Verilen metin —
----

#ekoIQ | Sürdürülebilirlik Hakkında Her Şey

Sürdürülebilir ve Yenilenebilir Gelecek için: HES Üzeri GES

Sosyal bilinçli liderler yetiştirmek vizyonuyla 2000 yılında Türkiye’de kurulan uluslararası liderlik okulu YGA’nın girişimleri bünyesinde faaliyet gösteren TYT, 2011 yılından bu yana güneş enerjisi sistemleri üzerinde çalışarak yenilikçi projeler üretiyor. Şirketin kurucu genel müdürü Cihan Özalevli ile projelerini, yüzer sistemlerin getirdiği avantajları ve Türkiye’nin potansiyelini konuştuk.
Nevra YARAÇ

Güneş enerjisi alanında Türki­ye ve dünyada ilklere imza atan TYT, bugüne kadar TÜBİTAK’ın desteklediği iki projeyi tamamladı. Aydın’ın Germencik ilçe­sinde bulunan Gümüşköy Jeotermal Enerji Santralı’na dünyanın ilk Hib­rit Jeotermal-Yoğunlaştırılmış Gü­neş Enerjisi Sistemi’nin kurulduğu GeoSolar projesi, Geothermal Reso­urces Council 2015 Konferansı’nda yılın en iyi projesi seçildi. Daha önce EKOIQ sayfalarında tanıttığı­mız bu yenilikçi projenin mimarı ve şirketin kurucu genel müdürü Ci­han Özalevli de MIT’nin Innovators Under 35 ödülünü almıştı.
TYT’nin diğer projesi, Mersin’in Mut ilçesinde bulunan Azmak 2 Hidroe­lektrik Santralı’na yapılan Hydro­Solar kurulumu da Türkiye’nin ilk yüzer güneş enerjisi sistemi oldu. Kaynakların hem sürdürülebilir hem de yenilenebilir olduğu bir geleceğe ulaşmak için farklı ener­ji üretim sistemlerini birleştiren teknolojiler geliştirmeye devam eden Özalevli ile projelerini, yüzer sistemlerin getirdiği avantajları ve Türkiye’nin potansiyelini konuştuk.

TYT’nin faaliyet alanlarından ve bugüne kadar uygulamaya geçir­diği projelerden bahsedebilir mi­siniz?
TYT olarak rejeneratif, yani kaynak­ların hem sürdürülebilir hem de yenilenebilir olduğu bir geleceğe ulaşmak için farklı enerji üretim sistemlerini birleştiren teknolojiler geliştiriyoruz. Odağımızda bulunan güneş enerjisi sistemlerinin yaşadığı en büyük problem, güneşin olmadı­ğı zamanlarda üretim yapılamama­sı. Bu sorunu çözmek için dünyada yaygın olarak çalışılan iki alan var: Birincisi güneş enerjisi ile birlikte çalışarak, enerji üretimini daimi kılan sistemler. İkincisi ise, güneş enerjisi sistemleri ile üretilen elekt­riği ya da ısıyı depolayan sistemler. Biz bu iki alanda da çalışmalar yü­rütüyoruz.

----

Amaç —
Yukarıdaki güneş enerjisi söyleşisinde "TYT olarak rejeneratif, yani" sözlerinden "da çalışmalar yü­rütüyoruz." sözlerine kadar olan bölümü, iki uç da dahil olmak üzere hiçbir değişiklik yapmadan aktarın.

----

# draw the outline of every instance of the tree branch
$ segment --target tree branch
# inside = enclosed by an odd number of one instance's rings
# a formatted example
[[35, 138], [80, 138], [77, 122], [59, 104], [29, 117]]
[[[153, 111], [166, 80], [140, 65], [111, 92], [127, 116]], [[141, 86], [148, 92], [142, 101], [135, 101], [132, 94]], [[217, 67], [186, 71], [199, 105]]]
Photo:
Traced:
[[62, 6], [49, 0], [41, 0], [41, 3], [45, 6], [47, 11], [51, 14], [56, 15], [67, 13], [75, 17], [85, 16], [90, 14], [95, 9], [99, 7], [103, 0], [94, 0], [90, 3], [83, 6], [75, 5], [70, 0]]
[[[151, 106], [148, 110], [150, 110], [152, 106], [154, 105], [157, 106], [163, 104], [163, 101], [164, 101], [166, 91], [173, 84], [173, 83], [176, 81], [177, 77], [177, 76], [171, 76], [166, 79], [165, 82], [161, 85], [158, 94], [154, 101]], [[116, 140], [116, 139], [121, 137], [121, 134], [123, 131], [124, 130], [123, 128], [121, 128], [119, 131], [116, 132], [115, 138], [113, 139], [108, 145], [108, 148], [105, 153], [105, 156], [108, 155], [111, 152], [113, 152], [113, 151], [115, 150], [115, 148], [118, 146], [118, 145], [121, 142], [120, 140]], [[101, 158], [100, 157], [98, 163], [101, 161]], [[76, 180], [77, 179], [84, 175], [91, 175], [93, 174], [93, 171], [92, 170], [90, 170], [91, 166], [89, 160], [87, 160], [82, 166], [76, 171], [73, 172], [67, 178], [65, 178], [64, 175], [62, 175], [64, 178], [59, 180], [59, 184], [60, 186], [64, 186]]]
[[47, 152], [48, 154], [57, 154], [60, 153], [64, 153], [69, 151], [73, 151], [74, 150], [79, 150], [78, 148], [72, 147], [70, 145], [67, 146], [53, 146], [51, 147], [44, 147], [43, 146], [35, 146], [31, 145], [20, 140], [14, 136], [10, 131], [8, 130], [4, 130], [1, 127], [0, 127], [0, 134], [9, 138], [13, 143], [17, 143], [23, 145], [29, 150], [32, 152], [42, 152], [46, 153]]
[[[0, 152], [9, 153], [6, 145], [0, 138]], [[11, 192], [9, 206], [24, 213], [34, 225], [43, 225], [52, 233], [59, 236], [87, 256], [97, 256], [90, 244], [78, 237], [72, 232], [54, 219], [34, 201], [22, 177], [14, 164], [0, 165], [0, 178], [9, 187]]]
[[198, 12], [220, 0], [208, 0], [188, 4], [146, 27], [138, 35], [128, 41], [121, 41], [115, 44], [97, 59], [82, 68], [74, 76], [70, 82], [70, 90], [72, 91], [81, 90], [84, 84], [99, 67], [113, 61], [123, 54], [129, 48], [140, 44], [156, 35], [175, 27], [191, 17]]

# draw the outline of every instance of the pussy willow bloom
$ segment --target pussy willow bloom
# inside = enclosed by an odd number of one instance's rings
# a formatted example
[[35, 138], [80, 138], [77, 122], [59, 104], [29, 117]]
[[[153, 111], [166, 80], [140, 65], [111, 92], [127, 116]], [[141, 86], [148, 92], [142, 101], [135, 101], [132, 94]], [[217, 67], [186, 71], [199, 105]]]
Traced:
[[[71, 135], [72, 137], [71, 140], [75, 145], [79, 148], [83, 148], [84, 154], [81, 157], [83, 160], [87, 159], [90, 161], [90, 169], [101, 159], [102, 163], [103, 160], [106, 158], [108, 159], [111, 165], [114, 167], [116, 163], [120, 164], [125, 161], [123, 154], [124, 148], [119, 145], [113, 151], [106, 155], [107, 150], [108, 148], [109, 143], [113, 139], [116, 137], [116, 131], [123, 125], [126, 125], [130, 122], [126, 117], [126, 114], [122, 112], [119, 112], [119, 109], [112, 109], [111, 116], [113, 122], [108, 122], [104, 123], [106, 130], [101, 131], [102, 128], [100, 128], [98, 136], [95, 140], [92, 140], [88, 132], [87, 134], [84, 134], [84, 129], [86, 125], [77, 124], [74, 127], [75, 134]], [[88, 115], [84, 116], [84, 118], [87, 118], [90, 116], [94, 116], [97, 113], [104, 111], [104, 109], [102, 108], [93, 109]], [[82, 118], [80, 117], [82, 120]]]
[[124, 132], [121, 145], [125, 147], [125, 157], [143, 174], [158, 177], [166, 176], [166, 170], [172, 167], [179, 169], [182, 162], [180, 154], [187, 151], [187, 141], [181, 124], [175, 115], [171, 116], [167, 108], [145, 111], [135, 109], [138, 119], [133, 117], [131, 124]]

----

Aşağıdaki çıktı —
TYT olarak rejeneratif, yani kaynak­ların hem sürdürülebilir hem de yenilenebilir olduğu bir geleceğe ulaşmak için farklı enerji üretim sistemlerini birleştiren teknolojiler geliştiriyoruz. Odağımızda bulunan güneş enerjisi sistemlerinin yaşadığı en büyük problem, güneşin olmadı­ğı zamanlarda üretim yapılamama­sı. Bu sorunu çözmek için dünyada yaygın olarak çalışılan iki alan var: Birincisi güneş enerjisi ile birlikte çalışarak, enerji üretimini daimi kılan sistemler. İkincisi ise, güneş enerjisi sistemleri ile üretilen elekt­riği ya da ısıyı depolayan sistemler. Biz bu iki alanda da çalışmalar yü­rütüyoruz.